[Start of section]
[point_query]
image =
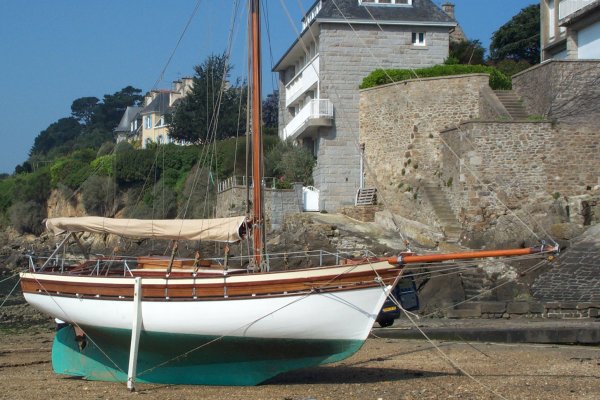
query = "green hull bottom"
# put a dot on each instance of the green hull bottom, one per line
(190, 359)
[End of section]
| Aim of the exercise |
Reproduce the listing verbatim, and keep the pictures out of the copy.

| Solution to the problem |
[point_query]
image =
query = "green hull bottom"
# put a dot on each instance of the green hull bottom, one per line
(190, 359)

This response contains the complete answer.